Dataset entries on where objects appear
--- START ---

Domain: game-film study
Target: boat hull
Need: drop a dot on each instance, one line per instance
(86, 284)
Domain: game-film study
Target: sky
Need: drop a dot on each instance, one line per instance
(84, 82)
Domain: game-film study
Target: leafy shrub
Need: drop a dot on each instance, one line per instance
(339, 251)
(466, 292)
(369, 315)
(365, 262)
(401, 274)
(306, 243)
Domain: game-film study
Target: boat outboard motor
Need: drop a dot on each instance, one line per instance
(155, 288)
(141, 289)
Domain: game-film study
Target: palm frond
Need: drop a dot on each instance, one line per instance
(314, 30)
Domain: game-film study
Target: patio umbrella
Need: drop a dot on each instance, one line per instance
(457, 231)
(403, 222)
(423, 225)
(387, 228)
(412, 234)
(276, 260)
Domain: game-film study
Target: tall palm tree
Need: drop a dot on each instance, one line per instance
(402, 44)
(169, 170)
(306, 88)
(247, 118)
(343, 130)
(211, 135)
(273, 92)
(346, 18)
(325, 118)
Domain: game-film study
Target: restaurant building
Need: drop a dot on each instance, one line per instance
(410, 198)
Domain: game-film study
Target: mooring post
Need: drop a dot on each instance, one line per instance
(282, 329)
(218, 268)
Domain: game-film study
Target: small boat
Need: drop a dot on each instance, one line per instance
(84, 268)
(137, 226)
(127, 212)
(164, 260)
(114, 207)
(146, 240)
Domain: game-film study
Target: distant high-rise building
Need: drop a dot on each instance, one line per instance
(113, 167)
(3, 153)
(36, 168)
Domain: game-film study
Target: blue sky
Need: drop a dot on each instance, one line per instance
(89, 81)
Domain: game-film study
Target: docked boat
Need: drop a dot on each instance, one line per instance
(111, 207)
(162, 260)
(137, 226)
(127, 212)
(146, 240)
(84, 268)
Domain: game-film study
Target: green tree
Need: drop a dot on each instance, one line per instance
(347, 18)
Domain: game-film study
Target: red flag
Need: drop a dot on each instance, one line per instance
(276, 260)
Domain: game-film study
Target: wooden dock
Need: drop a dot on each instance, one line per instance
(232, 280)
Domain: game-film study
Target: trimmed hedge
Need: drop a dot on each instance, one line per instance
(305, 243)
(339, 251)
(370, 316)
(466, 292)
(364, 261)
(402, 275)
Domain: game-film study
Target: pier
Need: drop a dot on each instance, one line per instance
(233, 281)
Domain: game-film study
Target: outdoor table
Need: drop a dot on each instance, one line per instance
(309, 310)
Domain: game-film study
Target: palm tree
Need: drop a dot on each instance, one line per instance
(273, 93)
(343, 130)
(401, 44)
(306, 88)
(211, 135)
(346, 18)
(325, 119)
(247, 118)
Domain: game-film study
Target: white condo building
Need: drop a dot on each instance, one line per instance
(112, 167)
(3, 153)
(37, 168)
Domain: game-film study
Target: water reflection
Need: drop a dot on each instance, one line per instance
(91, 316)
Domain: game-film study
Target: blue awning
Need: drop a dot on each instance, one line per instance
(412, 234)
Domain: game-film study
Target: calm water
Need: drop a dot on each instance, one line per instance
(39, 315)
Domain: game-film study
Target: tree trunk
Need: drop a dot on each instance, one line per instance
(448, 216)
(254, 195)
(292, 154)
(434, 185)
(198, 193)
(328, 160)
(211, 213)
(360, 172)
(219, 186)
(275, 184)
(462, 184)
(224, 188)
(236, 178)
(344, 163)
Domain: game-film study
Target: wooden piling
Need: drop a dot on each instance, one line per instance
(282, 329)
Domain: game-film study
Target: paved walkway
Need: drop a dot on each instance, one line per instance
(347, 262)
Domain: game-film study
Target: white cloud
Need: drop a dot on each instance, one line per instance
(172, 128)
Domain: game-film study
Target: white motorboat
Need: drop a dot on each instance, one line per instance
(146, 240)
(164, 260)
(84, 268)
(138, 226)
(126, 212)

--- END ---
--- START ---

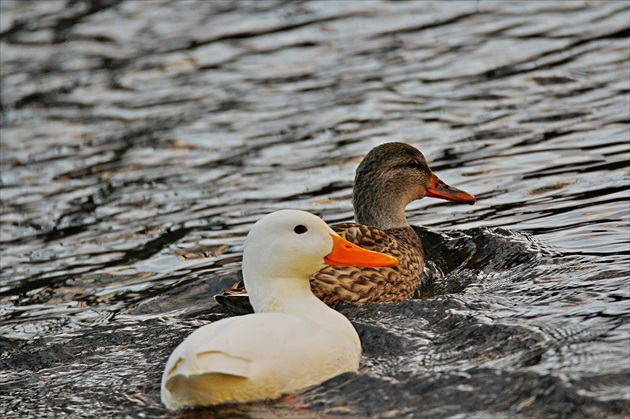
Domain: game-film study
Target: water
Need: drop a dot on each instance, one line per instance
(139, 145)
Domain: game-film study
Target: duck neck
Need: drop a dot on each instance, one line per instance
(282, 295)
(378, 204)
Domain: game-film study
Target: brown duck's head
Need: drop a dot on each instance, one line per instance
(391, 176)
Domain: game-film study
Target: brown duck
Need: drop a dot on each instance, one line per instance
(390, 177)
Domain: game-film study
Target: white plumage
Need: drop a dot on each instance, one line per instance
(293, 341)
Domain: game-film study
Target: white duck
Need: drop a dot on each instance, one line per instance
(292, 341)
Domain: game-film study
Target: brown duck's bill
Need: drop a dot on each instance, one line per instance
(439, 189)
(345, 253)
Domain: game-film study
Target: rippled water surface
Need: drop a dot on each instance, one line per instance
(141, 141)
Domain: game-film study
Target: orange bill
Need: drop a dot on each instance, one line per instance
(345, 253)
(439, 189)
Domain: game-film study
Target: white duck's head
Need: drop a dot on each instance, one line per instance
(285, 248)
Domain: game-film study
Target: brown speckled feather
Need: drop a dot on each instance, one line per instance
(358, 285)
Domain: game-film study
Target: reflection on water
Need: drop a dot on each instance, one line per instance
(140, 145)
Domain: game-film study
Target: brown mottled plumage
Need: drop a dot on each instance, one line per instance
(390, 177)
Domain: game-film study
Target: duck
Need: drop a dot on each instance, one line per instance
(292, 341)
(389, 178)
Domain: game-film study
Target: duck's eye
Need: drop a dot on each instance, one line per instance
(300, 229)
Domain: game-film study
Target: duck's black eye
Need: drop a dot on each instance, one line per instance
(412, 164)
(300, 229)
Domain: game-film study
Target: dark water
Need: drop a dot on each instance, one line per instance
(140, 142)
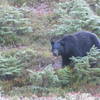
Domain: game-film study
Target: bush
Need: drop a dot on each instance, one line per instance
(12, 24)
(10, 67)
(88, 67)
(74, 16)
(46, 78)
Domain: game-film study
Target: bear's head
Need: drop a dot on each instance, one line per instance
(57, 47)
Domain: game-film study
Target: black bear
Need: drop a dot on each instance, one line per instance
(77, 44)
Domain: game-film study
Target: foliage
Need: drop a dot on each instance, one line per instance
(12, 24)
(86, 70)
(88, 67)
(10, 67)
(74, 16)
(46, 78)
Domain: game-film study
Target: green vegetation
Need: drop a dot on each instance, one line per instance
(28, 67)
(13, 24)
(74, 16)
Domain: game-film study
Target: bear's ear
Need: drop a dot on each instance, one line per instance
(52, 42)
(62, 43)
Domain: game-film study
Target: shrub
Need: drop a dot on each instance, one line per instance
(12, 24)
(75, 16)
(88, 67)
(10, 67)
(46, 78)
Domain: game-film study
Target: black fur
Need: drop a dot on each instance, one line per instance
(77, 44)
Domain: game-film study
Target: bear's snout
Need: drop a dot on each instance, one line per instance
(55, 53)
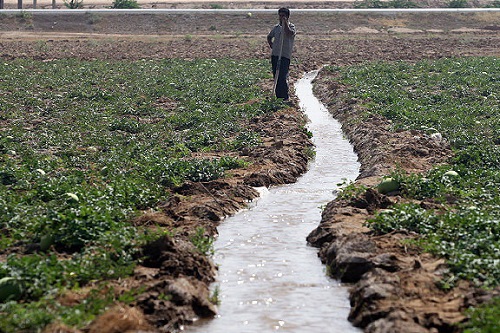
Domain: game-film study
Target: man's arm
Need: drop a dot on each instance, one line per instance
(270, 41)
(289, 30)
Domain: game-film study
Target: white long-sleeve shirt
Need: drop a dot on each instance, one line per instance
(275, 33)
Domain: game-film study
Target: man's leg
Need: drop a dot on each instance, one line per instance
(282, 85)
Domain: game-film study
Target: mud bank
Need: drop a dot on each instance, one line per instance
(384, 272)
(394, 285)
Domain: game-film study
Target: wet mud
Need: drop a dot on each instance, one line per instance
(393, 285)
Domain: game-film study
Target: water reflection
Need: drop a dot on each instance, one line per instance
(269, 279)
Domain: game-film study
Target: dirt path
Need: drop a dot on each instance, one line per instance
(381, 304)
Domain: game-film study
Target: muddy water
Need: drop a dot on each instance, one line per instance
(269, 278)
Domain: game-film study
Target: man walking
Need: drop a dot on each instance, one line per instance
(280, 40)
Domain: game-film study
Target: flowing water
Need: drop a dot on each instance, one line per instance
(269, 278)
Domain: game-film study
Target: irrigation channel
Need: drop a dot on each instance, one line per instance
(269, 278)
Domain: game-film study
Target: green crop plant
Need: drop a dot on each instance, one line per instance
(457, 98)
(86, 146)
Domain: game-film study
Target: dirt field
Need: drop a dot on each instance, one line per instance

--- END ---
--- START ---

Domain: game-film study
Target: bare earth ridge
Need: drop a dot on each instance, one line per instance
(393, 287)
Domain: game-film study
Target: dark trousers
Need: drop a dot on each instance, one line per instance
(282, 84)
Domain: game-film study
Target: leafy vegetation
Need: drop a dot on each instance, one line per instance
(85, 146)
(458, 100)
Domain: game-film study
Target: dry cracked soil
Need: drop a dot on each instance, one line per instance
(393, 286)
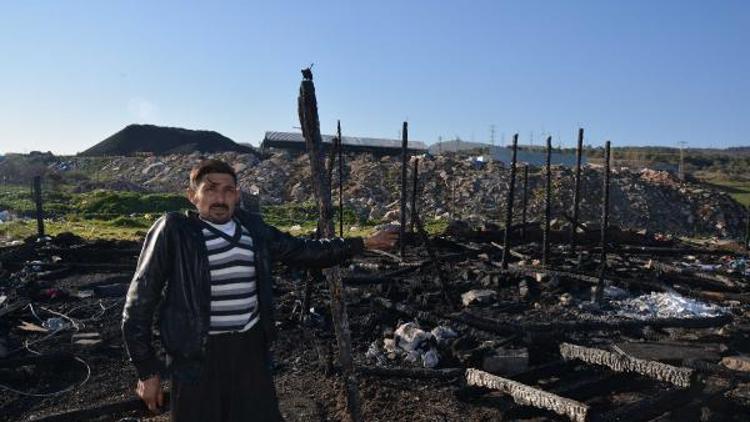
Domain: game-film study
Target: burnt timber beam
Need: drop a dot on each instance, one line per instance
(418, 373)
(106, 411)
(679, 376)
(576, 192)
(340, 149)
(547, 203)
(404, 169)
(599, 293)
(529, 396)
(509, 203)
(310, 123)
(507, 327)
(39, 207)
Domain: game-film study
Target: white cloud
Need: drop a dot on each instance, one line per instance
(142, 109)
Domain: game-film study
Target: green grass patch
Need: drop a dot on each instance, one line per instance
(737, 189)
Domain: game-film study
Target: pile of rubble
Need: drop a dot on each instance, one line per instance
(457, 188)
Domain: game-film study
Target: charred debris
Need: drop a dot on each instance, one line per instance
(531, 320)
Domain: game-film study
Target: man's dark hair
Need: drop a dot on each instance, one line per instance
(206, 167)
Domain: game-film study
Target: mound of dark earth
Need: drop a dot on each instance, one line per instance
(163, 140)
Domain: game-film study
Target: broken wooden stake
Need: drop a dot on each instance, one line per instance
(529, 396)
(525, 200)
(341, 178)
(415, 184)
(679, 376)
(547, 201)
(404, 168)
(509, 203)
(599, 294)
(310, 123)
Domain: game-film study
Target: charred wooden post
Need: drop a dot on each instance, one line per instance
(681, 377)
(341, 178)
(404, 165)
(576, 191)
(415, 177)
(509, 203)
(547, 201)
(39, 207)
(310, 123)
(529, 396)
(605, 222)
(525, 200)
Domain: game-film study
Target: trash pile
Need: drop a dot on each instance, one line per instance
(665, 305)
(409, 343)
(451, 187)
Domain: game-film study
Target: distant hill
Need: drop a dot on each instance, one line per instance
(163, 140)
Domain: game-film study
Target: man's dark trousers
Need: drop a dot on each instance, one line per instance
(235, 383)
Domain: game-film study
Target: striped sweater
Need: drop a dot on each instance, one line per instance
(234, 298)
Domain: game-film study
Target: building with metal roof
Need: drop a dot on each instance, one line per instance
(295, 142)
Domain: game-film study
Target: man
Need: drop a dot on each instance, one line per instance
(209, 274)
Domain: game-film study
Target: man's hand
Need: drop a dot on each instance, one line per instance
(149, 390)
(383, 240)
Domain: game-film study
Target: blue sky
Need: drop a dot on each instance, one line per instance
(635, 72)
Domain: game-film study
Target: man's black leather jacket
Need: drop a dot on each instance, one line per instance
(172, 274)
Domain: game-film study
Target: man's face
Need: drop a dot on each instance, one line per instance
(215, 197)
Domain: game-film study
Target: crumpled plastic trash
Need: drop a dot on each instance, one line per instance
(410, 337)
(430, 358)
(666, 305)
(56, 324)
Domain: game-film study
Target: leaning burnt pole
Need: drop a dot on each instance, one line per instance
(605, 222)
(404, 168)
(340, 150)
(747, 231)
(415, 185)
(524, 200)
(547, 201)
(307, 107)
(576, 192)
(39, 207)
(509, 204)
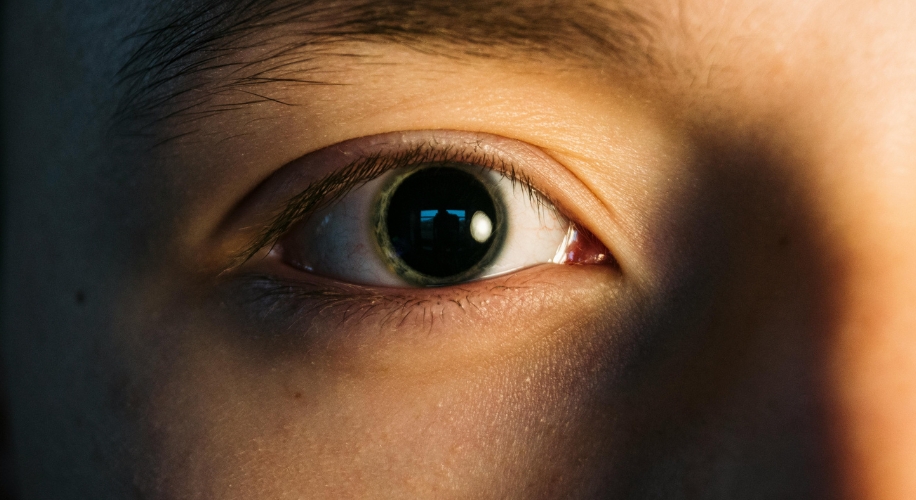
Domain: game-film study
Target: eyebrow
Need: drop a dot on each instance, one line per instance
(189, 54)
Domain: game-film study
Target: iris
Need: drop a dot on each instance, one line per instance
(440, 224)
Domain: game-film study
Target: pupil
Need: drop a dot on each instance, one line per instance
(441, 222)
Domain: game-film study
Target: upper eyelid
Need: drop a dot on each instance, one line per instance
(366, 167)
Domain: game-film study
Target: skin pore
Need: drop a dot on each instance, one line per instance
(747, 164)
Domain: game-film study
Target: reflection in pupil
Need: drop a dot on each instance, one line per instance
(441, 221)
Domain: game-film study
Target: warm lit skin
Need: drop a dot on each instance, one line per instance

--- END ---

What to work on: In the entries above, count the lines that contain the string "trash" and give only that number.

Written response: 2